** start Page excerpt **

The Labour Court shall exercise the following functions:

“(a)      Hearing and determining applications and appeals in terms of this Act or any other enactment.”

 

In my view, the starting point in determining the dispute is s 3 of the Act which provides as follows:

3 Application of Act

(1)               This Act shall apply to all employers and employees         except those whose conditions of employmentare otherwise provided for in the Constitution.

 

(2) For the avoidance of any doubt, the conditions of employment of members of the Public Service shall be governed by the Public Service Act [Cap. 16:04].

 

(3) This Act shall not apply to or in respect of—

(a) members of a disciplined force of the State; or

(b) members of any disciplined force of a foreign State   who are in Zimbabwe under any agreementconcluded between the Government and the Government of that foreign State; or

(c) such other employees of the State as the President may designate by statutory instrument.”

 

 

As is evident from the provisions of section 3, the Act applies to all employers and employees except for those whose conditions of employment are governed by the Constitution or the Public Service Act [Chapter 16:04]. The precursor to the Labour Act, the Labour Relations Act 16 of 1985, now repealed provided in s 3 thereof:

 

 

“3. Application of Act

This Act shall apply to all employers and all employees except those whose conditions of employment are otherwise provided for by or under the Constitution.”

** end Page excerpt **
** start Material supplied **

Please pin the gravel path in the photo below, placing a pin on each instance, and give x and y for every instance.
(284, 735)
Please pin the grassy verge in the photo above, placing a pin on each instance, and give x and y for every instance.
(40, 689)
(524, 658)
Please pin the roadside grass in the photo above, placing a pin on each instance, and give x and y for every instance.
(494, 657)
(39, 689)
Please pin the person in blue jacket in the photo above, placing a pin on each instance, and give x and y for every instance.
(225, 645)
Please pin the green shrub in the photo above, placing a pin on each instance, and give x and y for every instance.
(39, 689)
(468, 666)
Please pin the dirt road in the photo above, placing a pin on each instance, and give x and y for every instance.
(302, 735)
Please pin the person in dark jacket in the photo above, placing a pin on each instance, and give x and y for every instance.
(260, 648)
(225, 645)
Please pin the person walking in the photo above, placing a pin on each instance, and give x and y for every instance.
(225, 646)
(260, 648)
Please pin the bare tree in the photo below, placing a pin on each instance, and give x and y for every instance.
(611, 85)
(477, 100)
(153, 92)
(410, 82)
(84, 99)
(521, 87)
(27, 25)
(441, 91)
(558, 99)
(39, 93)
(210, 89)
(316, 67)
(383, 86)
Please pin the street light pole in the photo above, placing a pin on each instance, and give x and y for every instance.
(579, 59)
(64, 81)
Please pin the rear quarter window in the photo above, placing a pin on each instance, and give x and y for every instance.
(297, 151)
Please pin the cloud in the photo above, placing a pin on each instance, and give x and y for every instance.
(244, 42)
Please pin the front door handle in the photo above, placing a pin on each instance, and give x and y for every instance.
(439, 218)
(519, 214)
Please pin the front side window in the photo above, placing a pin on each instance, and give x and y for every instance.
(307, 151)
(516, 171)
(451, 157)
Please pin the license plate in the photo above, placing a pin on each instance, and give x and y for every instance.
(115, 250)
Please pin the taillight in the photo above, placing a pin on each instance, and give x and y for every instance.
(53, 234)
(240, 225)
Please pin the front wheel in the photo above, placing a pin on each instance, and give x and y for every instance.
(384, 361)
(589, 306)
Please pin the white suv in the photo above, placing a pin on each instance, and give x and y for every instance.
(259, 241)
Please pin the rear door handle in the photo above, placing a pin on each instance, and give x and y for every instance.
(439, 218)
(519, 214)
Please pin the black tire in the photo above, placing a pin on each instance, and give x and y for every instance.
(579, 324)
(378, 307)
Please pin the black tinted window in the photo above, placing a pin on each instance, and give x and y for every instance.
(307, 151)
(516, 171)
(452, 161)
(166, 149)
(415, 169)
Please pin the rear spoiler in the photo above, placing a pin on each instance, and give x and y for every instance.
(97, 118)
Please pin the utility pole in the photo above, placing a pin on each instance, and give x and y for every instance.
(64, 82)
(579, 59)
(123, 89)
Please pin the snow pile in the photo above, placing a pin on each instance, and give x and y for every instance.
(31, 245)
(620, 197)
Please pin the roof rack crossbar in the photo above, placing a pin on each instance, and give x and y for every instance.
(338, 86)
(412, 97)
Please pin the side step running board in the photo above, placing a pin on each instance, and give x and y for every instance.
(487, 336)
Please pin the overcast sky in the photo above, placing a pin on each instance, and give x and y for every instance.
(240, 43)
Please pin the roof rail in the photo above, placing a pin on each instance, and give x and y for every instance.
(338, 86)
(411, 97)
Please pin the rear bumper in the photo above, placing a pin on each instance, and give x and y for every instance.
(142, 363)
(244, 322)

** end Material supplied **

Tasks -
**1)** From the excerpt on the application of the Labour Act, write out the passage from "The Labour Court" up to and including "in the Constitution.", replacing "employees" with "workers".
**2)** How many lines of the listing contain the string "pole"? Reply with the number only.

Solutions in order -
**1)**
The Labour Court shall exercise the following functions:

“(a)      Hearing and determining applications and appeals in terms of this Act or any other enactment.”

 

In my view, the starting point in determining the dispute is s 3 of the Act which provides as follows:

3 Application of Act

(1)               This Act shall apply to all employers and workers         except those whose conditions of employmentare otherwise provided for in the Constitution.

**2)** 2